- Your objective:
Drop every picture, then transcribe the remaining data exactly.

- Records of labeled points:
# # # # # # #
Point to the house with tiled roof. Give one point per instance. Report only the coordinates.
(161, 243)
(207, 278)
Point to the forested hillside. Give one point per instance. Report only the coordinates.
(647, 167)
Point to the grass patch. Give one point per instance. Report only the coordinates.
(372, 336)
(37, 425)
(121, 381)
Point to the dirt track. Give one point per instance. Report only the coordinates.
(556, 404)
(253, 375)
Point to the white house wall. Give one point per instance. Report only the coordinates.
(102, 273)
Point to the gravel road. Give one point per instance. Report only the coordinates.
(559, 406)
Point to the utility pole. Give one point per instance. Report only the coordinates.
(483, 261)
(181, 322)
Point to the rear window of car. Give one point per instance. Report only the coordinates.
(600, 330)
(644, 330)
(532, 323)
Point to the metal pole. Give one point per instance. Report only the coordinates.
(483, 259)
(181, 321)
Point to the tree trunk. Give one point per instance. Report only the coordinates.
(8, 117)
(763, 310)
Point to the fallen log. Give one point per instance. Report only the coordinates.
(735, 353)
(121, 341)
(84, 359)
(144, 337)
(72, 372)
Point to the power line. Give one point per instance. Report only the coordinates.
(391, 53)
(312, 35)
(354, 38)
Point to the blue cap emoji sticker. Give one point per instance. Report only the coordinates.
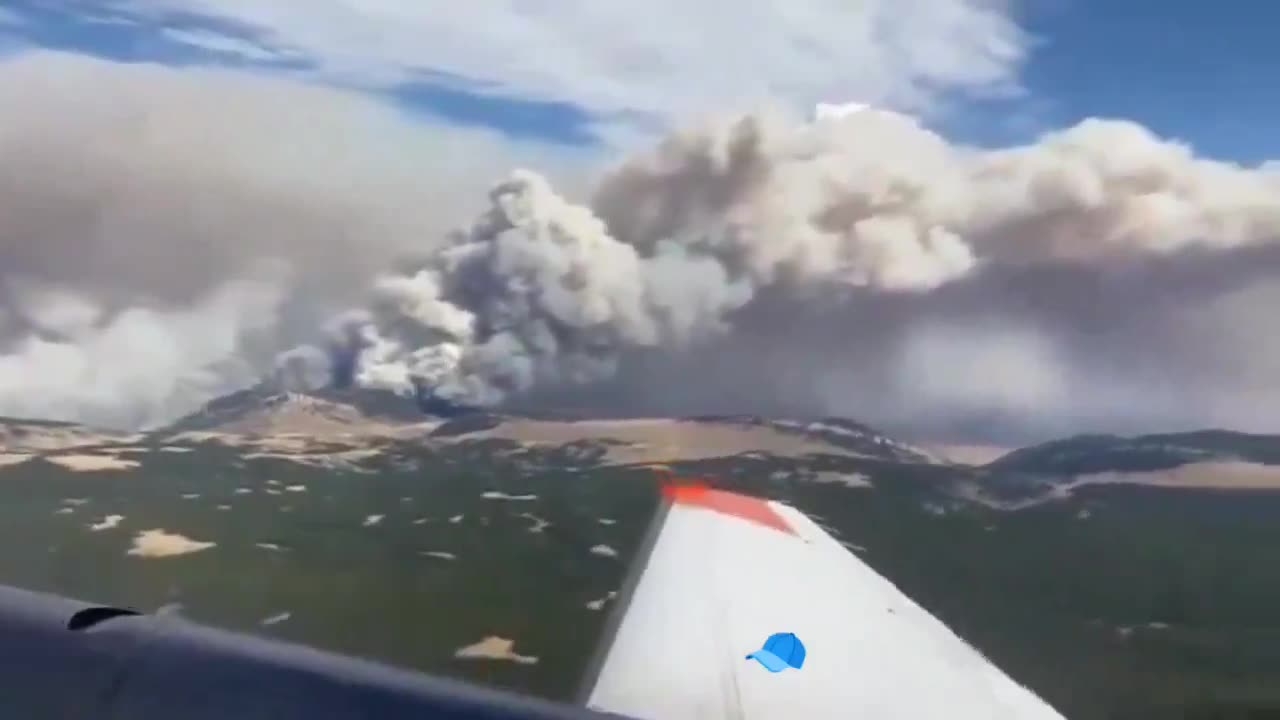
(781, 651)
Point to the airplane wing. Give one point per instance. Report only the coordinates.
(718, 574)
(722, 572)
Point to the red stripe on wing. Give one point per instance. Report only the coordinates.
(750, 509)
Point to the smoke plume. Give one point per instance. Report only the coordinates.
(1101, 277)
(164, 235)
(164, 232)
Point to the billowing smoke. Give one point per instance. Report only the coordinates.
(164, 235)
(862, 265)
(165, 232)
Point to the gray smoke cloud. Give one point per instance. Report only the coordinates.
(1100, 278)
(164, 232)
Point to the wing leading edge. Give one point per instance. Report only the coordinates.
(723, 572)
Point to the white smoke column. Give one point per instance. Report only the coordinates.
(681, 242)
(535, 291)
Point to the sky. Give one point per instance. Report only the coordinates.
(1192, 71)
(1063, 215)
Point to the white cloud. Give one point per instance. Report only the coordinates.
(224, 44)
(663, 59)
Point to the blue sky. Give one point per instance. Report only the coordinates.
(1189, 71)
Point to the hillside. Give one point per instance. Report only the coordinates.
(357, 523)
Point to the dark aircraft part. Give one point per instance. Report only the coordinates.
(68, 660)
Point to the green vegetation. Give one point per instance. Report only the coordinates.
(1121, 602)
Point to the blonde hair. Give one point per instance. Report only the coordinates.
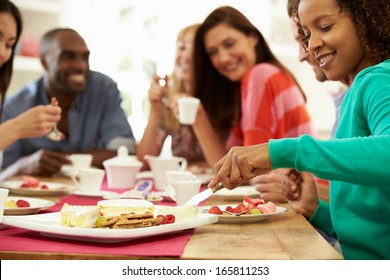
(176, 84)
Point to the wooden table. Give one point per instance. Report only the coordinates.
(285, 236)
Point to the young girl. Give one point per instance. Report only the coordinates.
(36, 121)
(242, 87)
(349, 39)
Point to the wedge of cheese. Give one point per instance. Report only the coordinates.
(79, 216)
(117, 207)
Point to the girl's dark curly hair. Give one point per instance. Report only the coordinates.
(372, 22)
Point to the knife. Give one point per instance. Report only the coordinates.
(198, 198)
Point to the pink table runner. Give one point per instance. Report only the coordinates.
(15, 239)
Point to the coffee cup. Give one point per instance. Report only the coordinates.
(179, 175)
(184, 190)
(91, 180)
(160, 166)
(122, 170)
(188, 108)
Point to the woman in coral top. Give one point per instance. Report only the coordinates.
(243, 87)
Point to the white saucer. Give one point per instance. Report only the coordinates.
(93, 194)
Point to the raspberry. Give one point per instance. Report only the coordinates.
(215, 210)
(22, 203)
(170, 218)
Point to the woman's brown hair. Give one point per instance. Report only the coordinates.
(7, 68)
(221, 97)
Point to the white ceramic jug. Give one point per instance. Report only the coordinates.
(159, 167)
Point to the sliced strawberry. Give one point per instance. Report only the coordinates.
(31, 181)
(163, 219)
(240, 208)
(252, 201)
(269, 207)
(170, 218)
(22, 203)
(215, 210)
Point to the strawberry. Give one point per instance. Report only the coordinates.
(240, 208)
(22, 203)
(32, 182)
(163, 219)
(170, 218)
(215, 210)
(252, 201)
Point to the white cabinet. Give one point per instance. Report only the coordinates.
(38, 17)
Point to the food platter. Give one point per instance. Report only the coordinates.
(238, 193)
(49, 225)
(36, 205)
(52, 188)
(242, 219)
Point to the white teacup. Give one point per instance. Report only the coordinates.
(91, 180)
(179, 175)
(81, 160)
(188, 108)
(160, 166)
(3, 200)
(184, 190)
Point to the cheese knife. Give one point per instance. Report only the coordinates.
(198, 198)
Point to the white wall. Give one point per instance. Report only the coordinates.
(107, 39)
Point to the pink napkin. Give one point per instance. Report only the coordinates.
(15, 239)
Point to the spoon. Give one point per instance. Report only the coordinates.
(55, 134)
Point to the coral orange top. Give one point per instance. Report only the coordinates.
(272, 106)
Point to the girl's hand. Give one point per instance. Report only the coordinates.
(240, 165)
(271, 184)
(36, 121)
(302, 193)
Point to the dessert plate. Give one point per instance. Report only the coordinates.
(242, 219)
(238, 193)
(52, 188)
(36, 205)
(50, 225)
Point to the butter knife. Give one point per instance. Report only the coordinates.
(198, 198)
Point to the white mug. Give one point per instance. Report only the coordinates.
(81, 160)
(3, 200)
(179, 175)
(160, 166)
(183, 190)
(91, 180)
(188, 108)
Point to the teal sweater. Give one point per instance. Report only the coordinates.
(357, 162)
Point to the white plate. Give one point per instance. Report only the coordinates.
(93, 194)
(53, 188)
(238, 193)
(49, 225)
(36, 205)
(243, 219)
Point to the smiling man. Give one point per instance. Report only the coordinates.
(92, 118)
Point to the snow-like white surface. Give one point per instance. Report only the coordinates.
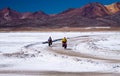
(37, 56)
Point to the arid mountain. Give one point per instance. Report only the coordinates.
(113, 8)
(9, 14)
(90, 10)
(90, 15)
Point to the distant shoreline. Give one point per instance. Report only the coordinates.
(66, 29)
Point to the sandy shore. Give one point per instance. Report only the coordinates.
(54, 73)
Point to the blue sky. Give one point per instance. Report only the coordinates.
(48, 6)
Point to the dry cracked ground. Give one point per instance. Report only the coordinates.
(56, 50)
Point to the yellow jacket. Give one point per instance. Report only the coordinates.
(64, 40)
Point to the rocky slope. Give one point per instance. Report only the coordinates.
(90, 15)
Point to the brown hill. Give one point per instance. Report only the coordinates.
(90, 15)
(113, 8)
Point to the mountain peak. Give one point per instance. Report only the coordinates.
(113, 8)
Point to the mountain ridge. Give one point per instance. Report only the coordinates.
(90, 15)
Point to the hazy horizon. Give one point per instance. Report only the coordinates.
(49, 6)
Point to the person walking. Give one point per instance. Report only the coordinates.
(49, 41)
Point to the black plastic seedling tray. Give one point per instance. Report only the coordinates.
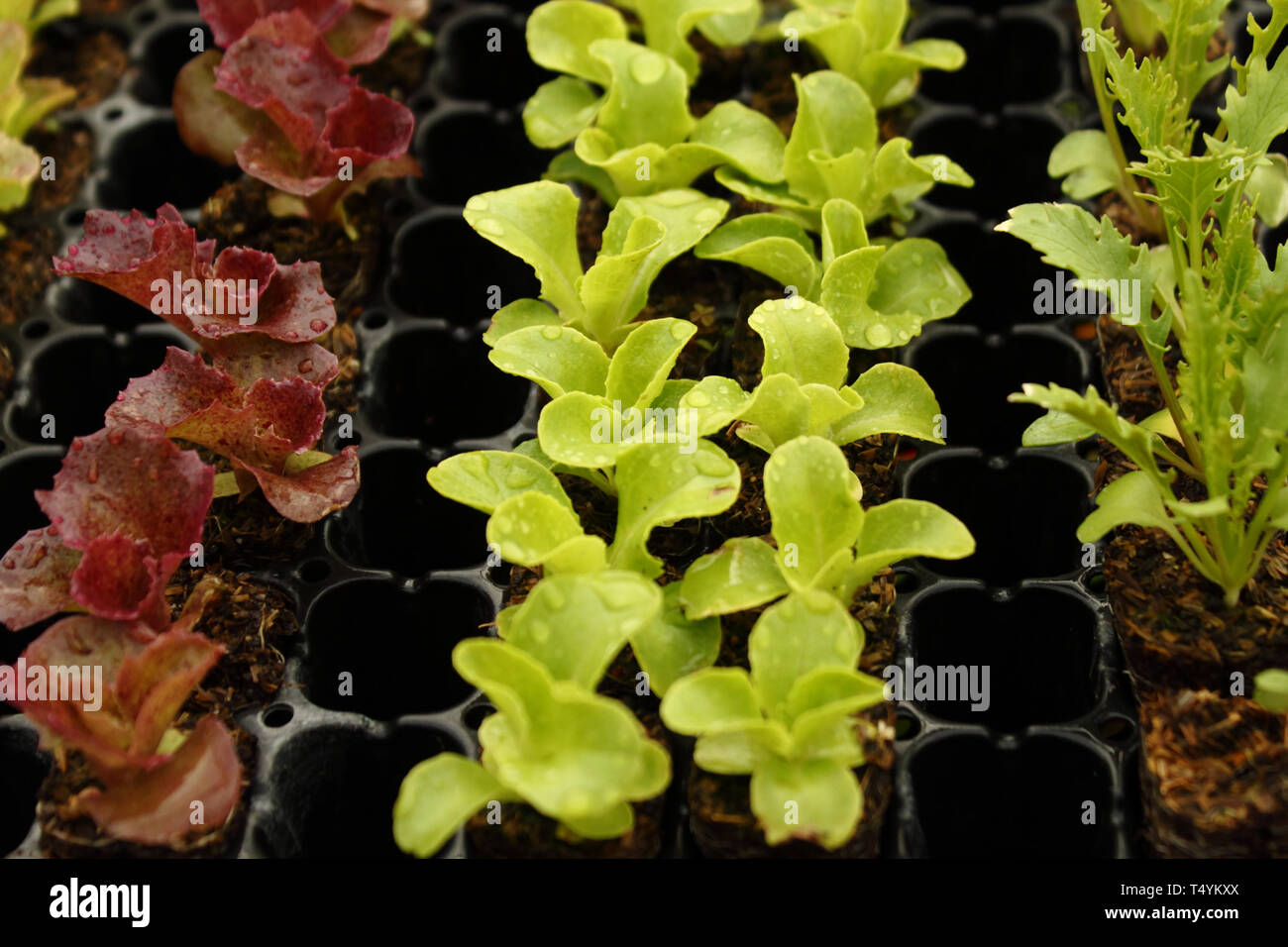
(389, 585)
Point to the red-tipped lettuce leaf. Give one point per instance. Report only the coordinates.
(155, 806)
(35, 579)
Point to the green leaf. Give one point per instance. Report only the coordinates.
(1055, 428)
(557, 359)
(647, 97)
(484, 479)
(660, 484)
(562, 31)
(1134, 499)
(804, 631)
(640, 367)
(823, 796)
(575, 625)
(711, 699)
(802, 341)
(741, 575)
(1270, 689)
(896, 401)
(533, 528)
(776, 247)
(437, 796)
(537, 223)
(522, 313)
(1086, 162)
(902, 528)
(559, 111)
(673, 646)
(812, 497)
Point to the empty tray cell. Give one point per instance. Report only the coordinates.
# # # # # # #
- Written reply:
Point to the house with tiled roof. Give one point per instance. Report only the coordinates.
(161, 243)
(207, 278)
Point to the forested hillside. Give one point per instance. Report only the coordinates.
(647, 167)
Point to the grass patch. Give one point per instance. Report only the coordinates.
(372, 336)
(37, 425)
(121, 381)
Point to the dirt track. Give one point per instance. Report only the coordinates.
(556, 404)
(253, 375)
Point to the white house wall. Give one point per instance. Report only the coordinates.
(102, 273)
Point to the gravel road. Give one point per instance. Report only the coordinates.
(559, 406)
Point to the utility pole. Give one point per instance. Report only the coordinates.
(483, 261)
(181, 322)
Point to the rear window of car. Give one point per instance. Report only the coordinates.
(600, 330)
(644, 330)
(532, 323)
Point to the metal pole. Give one point per instance. Report only the coordinates.
(483, 259)
(181, 321)
Point to the tree trunk. Give one point per instance. Report only the coordinates.
(8, 117)
(763, 310)
Point to the fallen log. Give one point per instance. Report only the coordinates.
(735, 353)
(121, 341)
(84, 359)
(144, 337)
(72, 372)
Point to the power line. Give one point per instance. Report only the coordinates.
(391, 53)
(312, 35)
(354, 38)
Point to the blue cap emoji sticker. Give one point per instance. Report only the coordinates.
(781, 651)
Point to the airplane wing. Give one point per instance. Report only the coordinates.
(718, 574)
(722, 572)
Point to the red stripe on wing. Give one point per instance. Report only the coordinates.
(750, 509)
Point to the smoke plume. Give one point per instance. Report only the coordinates.
(1101, 277)
(164, 235)
(164, 232)
Point to the billowing smoke. Give one point per instance. Report only the coordinates.
(164, 235)
(862, 265)
(165, 232)
Point to the gray smoke cloud. Give one point per instance. Report only the coordinates.
(1100, 278)
(164, 232)
Point to the wing leading edge. Give one point per instance. Report only the coordinates.
(723, 572)
Point to the white smoke column. Give one point per instance. Report only the coordinates.
(681, 242)
(535, 291)
Point to the sky. Give one point per instance. Report only the coordinates.
(1192, 71)
(1063, 215)
Point to the white cloud. Give one point per instance. Report only the coordinates.
(224, 44)
(663, 59)
Point to the blue sky. Give one point per instance. Report only the coordinates.
(1189, 71)
Point to the hillside. Give one point per instance. Report only the coordinates.
(357, 523)
Point to the dark aircraft part. Give one point per instance. Report only the coordinates.
(68, 660)
Point to the green vegetation. Give one point per instance. Report only the coordinates.
(1121, 602)
Point to the blonde hair. Give one point per instance. Report only the coordinates.
(176, 84)
Point to the wooden table. Give one point per instance. Report only the coordinates.
(285, 236)
Point to the young girl. Give one point per instance. Report only the coordinates.
(36, 121)
(242, 87)
(349, 39)
Point to the wedge of cheese. Give one point per instance. Report only the coordinates.
(79, 216)
(117, 207)
Point to the girl's dark curly hair. Give one point per instance. Report only the coordinates.
(372, 22)
Point to the knife. Give one point per instance. Report only the coordinates.
(198, 198)
Point to the pink table runner. Give one point per instance. Report only the coordinates.
(15, 239)
Point to the coffee cup. Give one point per instance. Report only the coordinates.
(179, 175)
(184, 190)
(91, 180)
(160, 166)
(122, 170)
(188, 108)
Point to the woman in coral top. Give one point per instance. Report only the coordinates.
(243, 87)
Point to the white saucer. Give one point per instance. Report only the coordinates.
(93, 194)
Point to the raspberry. Give one point per instance. Report only the coordinates.
(215, 210)
(22, 203)
(170, 218)
Point to the woman's brown hair. Give one point per instance. Report only the coordinates.
(7, 68)
(221, 97)
Point to the white ceramic jug. Give one point per instance. Report only the coordinates.
(159, 167)
Point to the sliced strawberry. Give one point per instance. Report only the coordinates.
(31, 181)
(163, 219)
(240, 208)
(252, 201)
(269, 207)
(170, 218)
(22, 203)
(215, 210)
Point to the strawberry. Give one point per instance. Report only the coordinates.
(240, 208)
(22, 203)
(32, 182)
(163, 219)
(170, 218)
(215, 210)
(252, 201)
Point to the white cabinet. Give one point per instance. Report only the coordinates.
(38, 17)
Point to the food platter. Give one point per instance. Report only the coordinates.
(238, 193)
(49, 225)
(36, 205)
(52, 188)
(242, 219)
Point to the white teacup. Give one point per instance. Report only the coordinates.
(91, 180)
(179, 175)
(81, 160)
(188, 108)
(160, 166)
(3, 200)
(184, 190)
Point to the cheese knife. Give one point per instance. Report only the coordinates.
(198, 198)
Point to the white wall. Give one point per instance. Report only the coordinates.
(107, 39)
Point to the pink napkin. Give one point per instance. Report only the coordinates.
(15, 239)
Point to the spoon. Give one point per instance. Report only the coordinates.
(55, 134)
Point to the coral orange top. Give one point per instance. Report only the coordinates.
(272, 106)
Point to the girl's hand. Give one point per instance. Report only the coordinates.
(240, 165)
(271, 184)
(36, 121)
(302, 193)
Point to the dessert plate. Give one point per instance. Report only the coordinates.
(242, 219)
(238, 193)
(52, 188)
(36, 205)
(50, 225)
Point to the butter knife. Give one point per instance. Report only the coordinates.
(198, 198)
Point to the white mug. Give one point per instance. Report only the coordinates.
(81, 160)
(3, 200)
(179, 175)
(160, 166)
(183, 190)
(91, 180)
(188, 108)
Point to the teal sweater. Give one point per instance. Report only the coordinates.
(357, 162)
Point to the white plate. Give one point per instance. Report only the coordinates.
(93, 194)
(53, 188)
(238, 193)
(49, 225)
(36, 205)
(243, 219)
Point to the smiling man. Give one point per instance. Report only the coordinates.
(92, 118)
Point to the snow-like white surface. Give one point per instance. Report only the coordinates.
(37, 56)
Point to the arid mountain. Give one point per instance. Report only the coordinates.
(113, 8)
(9, 14)
(90, 10)
(90, 15)
Point to the distant shoreline. Give one point per instance. Report only the coordinates.
(66, 29)
Point to the sandy shore. Give one point per instance. Report only the coordinates.
(54, 73)
Point to the blue sky. Give one point per instance. Report only the coordinates.
(48, 6)
Point to the dry cracked ground. Give one point per instance. Report only the coordinates.
(56, 50)
Point to the yellow jacket. Give one point per instance. Report only the coordinates.
(64, 40)
Point to the rocky slope. Give one point per instance. Report only the coordinates.
(90, 15)
Point to the brown hill. Give one point per instance. Report only the coordinates.
(90, 15)
(113, 8)
Point to the mountain peak. Give one point per instance. Report only the coordinates.
(113, 8)
Point to the mountain ridge. Give one point per instance. Report only the coordinates.
(90, 15)
Point to the hazy horizon. Give one point per instance. Report only the coordinates.
(49, 6)
Point to the person walking. Give one point per instance. Report only the coordinates.
(49, 41)
Point to the black plastic seedling tray. Give one point per instance. Report only the coordinates.
(389, 585)
Point to the red-tipped lettuce leaf. Give one point per instance. Report only the coordinates.
(155, 806)
(35, 579)
Point to the green leaf. Give one point per instance. Report only the coordinates.
(1055, 428)
(557, 359)
(647, 97)
(484, 479)
(660, 484)
(562, 31)
(1134, 499)
(804, 631)
(640, 367)
(823, 796)
(575, 625)
(711, 699)
(802, 341)
(741, 575)
(1270, 689)
(896, 401)
(533, 528)
(776, 247)
(437, 796)
(537, 223)
(522, 313)
(1086, 162)
(902, 528)
(559, 111)
(673, 646)
(812, 497)
Point to the empty tray cell. Give one point per instance. Report only the coordinates.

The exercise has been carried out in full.